## WRITTEN EXERCISE
Write out every line of the rows below exactly as it appears, leaving the pictures out.

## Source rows
start

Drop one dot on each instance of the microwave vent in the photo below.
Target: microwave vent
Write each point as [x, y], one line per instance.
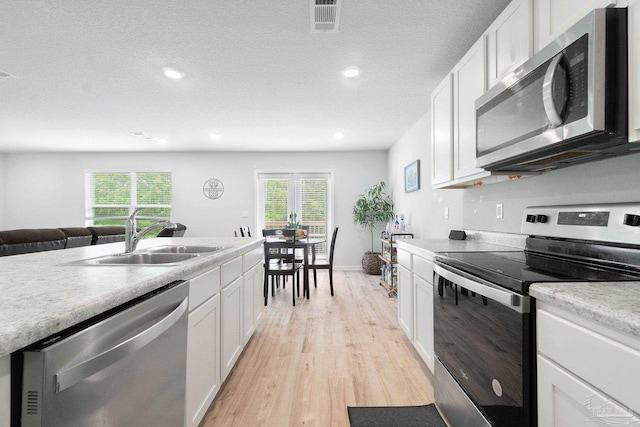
[32, 402]
[325, 15]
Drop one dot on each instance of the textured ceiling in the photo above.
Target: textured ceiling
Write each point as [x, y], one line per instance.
[86, 74]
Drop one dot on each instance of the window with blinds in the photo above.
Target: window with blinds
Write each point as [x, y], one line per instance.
[112, 196]
[306, 194]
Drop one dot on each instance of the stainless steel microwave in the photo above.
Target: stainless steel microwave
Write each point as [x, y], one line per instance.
[567, 104]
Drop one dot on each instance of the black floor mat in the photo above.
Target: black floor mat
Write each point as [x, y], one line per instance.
[395, 416]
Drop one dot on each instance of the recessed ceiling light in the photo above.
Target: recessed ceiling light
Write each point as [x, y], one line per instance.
[351, 72]
[173, 72]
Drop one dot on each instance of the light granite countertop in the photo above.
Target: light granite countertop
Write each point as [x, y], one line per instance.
[41, 294]
[613, 304]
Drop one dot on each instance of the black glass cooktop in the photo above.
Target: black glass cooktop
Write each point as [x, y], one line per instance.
[518, 270]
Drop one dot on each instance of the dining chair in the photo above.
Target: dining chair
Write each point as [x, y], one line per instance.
[315, 266]
[279, 260]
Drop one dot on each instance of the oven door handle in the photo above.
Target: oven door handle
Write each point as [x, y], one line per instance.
[500, 295]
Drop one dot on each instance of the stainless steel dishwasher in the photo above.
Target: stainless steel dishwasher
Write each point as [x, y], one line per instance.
[124, 368]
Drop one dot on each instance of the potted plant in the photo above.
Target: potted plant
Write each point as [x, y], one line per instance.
[372, 208]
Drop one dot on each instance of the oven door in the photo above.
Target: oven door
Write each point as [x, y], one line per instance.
[484, 340]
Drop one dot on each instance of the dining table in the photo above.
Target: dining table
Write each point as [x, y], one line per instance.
[306, 243]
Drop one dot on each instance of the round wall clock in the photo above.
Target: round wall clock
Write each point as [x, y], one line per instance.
[213, 188]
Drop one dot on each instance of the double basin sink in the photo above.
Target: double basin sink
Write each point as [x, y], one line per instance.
[161, 255]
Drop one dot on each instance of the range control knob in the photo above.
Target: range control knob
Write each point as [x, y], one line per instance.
[632, 220]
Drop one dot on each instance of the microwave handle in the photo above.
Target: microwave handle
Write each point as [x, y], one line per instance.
[548, 91]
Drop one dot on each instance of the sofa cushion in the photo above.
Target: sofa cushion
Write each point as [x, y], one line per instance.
[24, 241]
[77, 236]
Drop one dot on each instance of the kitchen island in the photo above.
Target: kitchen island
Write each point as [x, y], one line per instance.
[45, 293]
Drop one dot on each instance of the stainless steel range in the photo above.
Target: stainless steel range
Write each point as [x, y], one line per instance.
[485, 370]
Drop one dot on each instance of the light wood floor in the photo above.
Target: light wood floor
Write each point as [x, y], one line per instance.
[306, 364]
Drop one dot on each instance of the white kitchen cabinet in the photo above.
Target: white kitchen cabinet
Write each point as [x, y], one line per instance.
[423, 308]
[423, 325]
[249, 312]
[405, 300]
[554, 17]
[442, 132]
[232, 331]
[510, 39]
[586, 372]
[469, 82]
[564, 400]
[5, 390]
[415, 302]
[634, 69]
[203, 359]
[203, 345]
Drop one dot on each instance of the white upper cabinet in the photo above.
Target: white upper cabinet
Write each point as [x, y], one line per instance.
[510, 39]
[441, 132]
[634, 69]
[554, 17]
[469, 82]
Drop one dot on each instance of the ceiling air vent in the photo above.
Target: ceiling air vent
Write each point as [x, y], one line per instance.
[325, 15]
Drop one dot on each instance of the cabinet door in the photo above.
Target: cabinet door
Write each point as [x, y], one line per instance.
[634, 69]
[252, 301]
[405, 301]
[441, 132]
[423, 324]
[554, 17]
[564, 400]
[469, 82]
[258, 296]
[232, 332]
[203, 359]
[510, 39]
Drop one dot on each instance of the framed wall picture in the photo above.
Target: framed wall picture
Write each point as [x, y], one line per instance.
[412, 177]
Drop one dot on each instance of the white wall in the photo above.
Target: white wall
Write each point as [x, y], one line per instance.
[604, 181]
[423, 209]
[611, 180]
[47, 190]
[2, 201]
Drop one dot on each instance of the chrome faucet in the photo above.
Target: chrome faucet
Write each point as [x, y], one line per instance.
[132, 237]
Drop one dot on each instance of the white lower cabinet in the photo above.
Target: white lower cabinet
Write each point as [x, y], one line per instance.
[415, 302]
[634, 69]
[203, 359]
[232, 331]
[5, 390]
[405, 300]
[587, 374]
[423, 325]
[252, 306]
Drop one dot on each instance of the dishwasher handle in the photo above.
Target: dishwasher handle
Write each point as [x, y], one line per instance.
[67, 377]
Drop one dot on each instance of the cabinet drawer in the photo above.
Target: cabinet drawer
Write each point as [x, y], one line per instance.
[423, 268]
[252, 258]
[404, 259]
[607, 364]
[231, 270]
[203, 287]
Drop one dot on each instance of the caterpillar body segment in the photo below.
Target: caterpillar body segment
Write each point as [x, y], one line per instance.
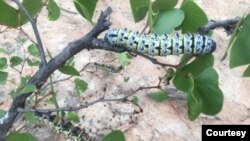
[161, 45]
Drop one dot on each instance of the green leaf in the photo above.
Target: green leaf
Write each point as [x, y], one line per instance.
[159, 96]
[80, 85]
[54, 10]
[86, 8]
[139, 9]
[181, 79]
[8, 15]
[16, 136]
[240, 51]
[115, 135]
[4, 51]
[3, 77]
[69, 70]
[163, 4]
[207, 86]
[193, 101]
[73, 117]
[33, 62]
[168, 20]
[247, 72]
[3, 63]
[204, 95]
[15, 60]
[126, 79]
[135, 100]
[13, 93]
[33, 7]
[2, 113]
[28, 89]
[233, 37]
[30, 117]
[33, 50]
[70, 62]
[194, 17]
[124, 59]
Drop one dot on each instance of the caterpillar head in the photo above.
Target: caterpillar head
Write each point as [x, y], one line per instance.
[210, 46]
[111, 36]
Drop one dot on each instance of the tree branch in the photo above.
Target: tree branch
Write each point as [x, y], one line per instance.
[34, 26]
[212, 24]
[122, 99]
[89, 41]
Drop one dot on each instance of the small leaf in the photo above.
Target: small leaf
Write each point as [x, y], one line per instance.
[125, 79]
[33, 62]
[30, 117]
[168, 20]
[240, 51]
[247, 72]
[170, 73]
[135, 100]
[86, 8]
[195, 17]
[3, 63]
[3, 77]
[8, 15]
[33, 50]
[2, 113]
[54, 10]
[207, 86]
[139, 9]
[193, 101]
[181, 79]
[15, 60]
[115, 135]
[69, 70]
[28, 89]
[33, 7]
[70, 62]
[159, 96]
[16, 136]
[80, 85]
[13, 93]
[163, 4]
[4, 51]
[124, 59]
[233, 37]
[73, 117]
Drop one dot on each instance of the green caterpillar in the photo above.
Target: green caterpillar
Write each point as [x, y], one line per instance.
[66, 128]
[161, 45]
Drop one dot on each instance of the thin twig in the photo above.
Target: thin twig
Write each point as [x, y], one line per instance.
[122, 99]
[34, 26]
[145, 27]
[211, 25]
[155, 61]
[89, 41]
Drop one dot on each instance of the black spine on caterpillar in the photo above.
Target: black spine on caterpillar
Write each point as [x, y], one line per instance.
[161, 45]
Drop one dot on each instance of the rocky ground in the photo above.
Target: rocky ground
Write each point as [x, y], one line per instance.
[158, 122]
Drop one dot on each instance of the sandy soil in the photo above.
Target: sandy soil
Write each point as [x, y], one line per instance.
[158, 122]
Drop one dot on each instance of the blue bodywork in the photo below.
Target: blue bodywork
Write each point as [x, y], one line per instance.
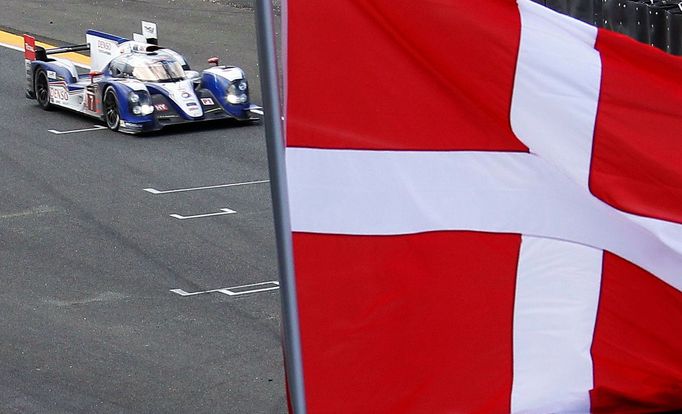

end

## FULL OUTPUT
Drop one dot on each instance of the microwave vent in the photo below.
Target: microwave vent
Write each point as [x, y], one line per instance.
[32, 402]
[325, 15]
Drop one dot on each instance of the textured ceiling in the photo above.
Target: textured ceiling
Write each point as [x, y], one line per instance.
[86, 74]
Drop one dot on each instance of the window with blinds in the photo above.
Target: window with blinds
Write each point as [x, y], one line per instance.
[112, 196]
[306, 194]
Drop one dot on each instance of the stainless steel microwave in the photo above.
Target: stainless steel microwave
Write each point as [x, y], one line per instance.
[567, 104]
Drop one dot on each instance of the black floor mat in the photo above.
Target: black floor mat
Write each point as [x, y], one line per instance.
[395, 416]
Drop one dot on each instance of the recessed ceiling light in the photo above.
Target: recessed ceiling light
Write each point as [x, y], one line per instance.
[351, 72]
[173, 72]
Drop one dot on each instance of the light granite countertop in the photo above.
Target: light granite countertop
Write each point as [x, y], one line per instance.
[41, 294]
[613, 304]
Drop one dot on each instance of the black glass cooktop in the photo above.
Target: black glass cooktop
Write each point as [x, y], one line per instance.
[518, 270]
Drop one dot on each instance of the dining chair in the photo above.
Target: dining chair
Write each point as [x, y], one line per instance.
[315, 266]
[279, 260]
Drop one dot on each instance of the oven door handle in the photo above.
Target: oven door handle
Write each point as [x, y], one line per instance.
[500, 295]
Drop one dot on each instance of the stainless steel dishwasher in the photo above.
Target: stainless steel dishwasher
Write each point as [x, y], one line per instance.
[124, 368]
Drop one dot on each instance of the potted plant in the photo above.
Target: potted plant
Write each point as [x, y], one line per instance.
[372, 208]
Drop one dot on each instance of the oven door in the photo above.
Target: oven door
Write each point as [x, y], one line per instance.
[484, 340]
Drop one dot on each instance of the dining table in the photo above.
Target: dining table
Write each point as [x, y], one line per instance.
[306, 243]
Drop one dot on each instance of the round wall clock in the photo above.
Target: round wall clock
Write each point as [x, y], one line per instance.
[213, 188]
Drop one dot on each instance of the double basin sink in the photo above.
Target: double basin sink
Write each point as [x, y], one line per instance.
[161, 255]
Drop one dot on each instance of the range control knob in the photo above.
Target: range control knob
Write each point as [x, y], one line per instance.
[632, 220]
Drop one dot on each instance of the microwave handle in the photo above.
Target: microwave handle
Write each point as [x, y], one line per instance.
[548, 91]
Drop one dot on each instance of the sofa cushion in the photo above.
Target: sofa cushion
Write each point as [x, y], one line per instance.
[24, 241]
[77, 236]
Drop one dot on each instance of the kitchen island in the photo above.
Target: kitchen island
Write each point as [x, y], one line per instance.
[45, 293]
Drop one dot on each instance of the stainless steel range in the photo above.
Target: stainless steel range
Write each point as [x, y], one line per instance.
[485, 370]
Drop one dot on each instance of the light wood floor in the photo above.
Target: light wood floor
Write each point as [x, y], one line per instance.
[306, 364]
Drop one dot on each instance of the white kitchen cabinet in the photo above.
Target: white kitchen cabinet
Write each point as [x, y], one line per instance.
[423, 308]
[423, 325]
[249, 312]
[405, 300]
[554, 17]
[442, 132]
[232, 331]
[510, 39]
[586, 372]
[469, 82]
[564, 400]
[5, 390]
[415, 302]
[634, 69]
[203, 359]
[203, 345]
Drop one dot on each instance of the white upper cabinet in the photo above.
Target: white upper cabinet
Write each point as [x, y], one line per instance.
[510, 39]
[441, 132]
[634, 69]
[554, 17]
[469, 82]
Drop one dot on each instance of the ceiling air vent in the photo above.
Target: ceiling air vent
Write each point as [x, y], one line per instance.
[325, 15]
Drop one dot on each instance of the cabinet door in the photo above.
Target: cabinet door
Write each point as [x, y], one line per instance.
[634, 69]
[252, 301]
[405, 301]
[441, 132]
[423, 324]
[554, 17]
[564, 400]
[469, 82]
[258, 296]
[232, 332]
[203, 359]
[510, 39]
Drop one dot on each instance of the framed wall picture in the photo above.
Target: framed wall picture
Write each point as [x, y], one line per instance.
[412, 177]
Drop one dot on each instance of the white wall in the photo above.
Target: white wall
Write each point as [x, y], one line per instance.
[604, 181]
[423, 209]
[611, 180]
[47, 190]
[2, 201]
Drop one dot on each instance of the chrome faucet in the photo above.
Target: chrome faucet
Write each point as [x, y], one line per instance.
[132, 237]
Drop one dot on each instance of the white lower cabinet in the photo above.
Target: white lower cabinet
Write each point as [x, y], one line per instance.
[415, 302]
[634, 69]
[203, 359]
[232, 331]
[5, 390]
[405, 300]
[587, 374]
[423, 325]
[252, 306]
Drop one dot on each instance of the dishwasher handle in the photo above.
Target: dishwasher handle
Write each point as [x, y], one line per instance.
[67, 377]
Drop one dot on each instance of the cabinet drawer in the photo above.
Target: cabinet drawer
Write each point as [x, y], one line per instance.
[423, 268]
[252, 258]
[404, 259]
[607, 364]
[231, 270]
[203, 287]
Drop one dot on each instance of the caterpillar body segment in the photo below.
Target: caterpillar body segment
Write each point as [x, y], one line per instance.
[161, 45]
Drop one dot on each instance of the green leaf in the photo above.
Target: green leaf
Write each point as [x, y], one line per instance.
[159, 96]
[80, 85]
[54, 10]
[86, 8]
[139, 9]
[181, 79]
[8, 15]
[16, 136]
[240, 51]
[115, 135]
[4, 51]
[3, 77]
[69, 70]
[163, 4]
[207, 86]
[193, 101]
[73, 117]
[33, 62]
[168, 20]
[247, 72]
[3, 63]
[204, 95]
[15, 60]
[126, 79]
[135, 100]
[13, 93]
[33, 7]
[2, 113]
[28, 89]
[233, 37]
[30, 117]
[33, 50]
[70, 62]
[194, 17]
[124, 59]
Drop one dot on each instance of the caterpillar head in the photo above.
Target: caterpillar head
Write each point as [x, y], one line per instance.
[210, 46]
[111, 36]
Drop one dot on each instance of the tree branch in the photo above.
Target: tree branch
Write each point as [x, y], one line per instance.
[34, 26]
[212, 24]
[122, 99]
[89, 41]
Drop one dot on each instance of the small leaf in the photo above.
Target: small leaf
Write each point as [x, y], one line per instance.
[125, 79]
[33, 62]
[30, 117]
[168, 20]
[240, 51]
[247, 72]
[170, 73]
[135, 100]
[86, 8]
[195, 17]
[3, 63]
[3, 77]
[8, 15]
[33, 50]
[2, 113]
[54, 10]
[207, 86]
[139, 9]
[193, 101]
[181, 79]
[15, 60]
[115, 135]
[69, 70]
[28, 89]
[33, 7]
[70, 62]
[159, 96]
[16, 136]
[80, 85]
[13, 93]
[163, 4]
[4, 51]
[124, 59]
[233, 37]
[73, 117]
Drop one dot on each instance of the green caterpillar in the photo above.
Target: green caterpillar
Write each point as [x, y], one line per instance.
[66, 128]
[161, 45]
Drop one dot on each instance of the thin twig in the photo above.
Target: thin twig
Write each point as [x, y], one line per instance.
[122, 99]
[34, 26]
[145, 27]
[211, 25]
[155, 61]
[89, 41]
Drop one dot on each instance of the black spine on caterpillar in the photo above.
Target: black spine on caterpillar
Write each point as [x, y], one line per instance.
[161, 45]
Drop one dot on each instance of the rocky ground in the photo above.
Target: rocky ground
Write each point as [x, y], one line per instance.
[158, 122]
Drop one dot on each instance of the sandy soil in the photo above.
Target: sandy soil
Write each point as [x, y], one line per instance.
[158, 122]
Drop one dot on each instance of the blue bodywork in the photo below.
Target: blue bodywork
Write each point as [x, y], one line per instance.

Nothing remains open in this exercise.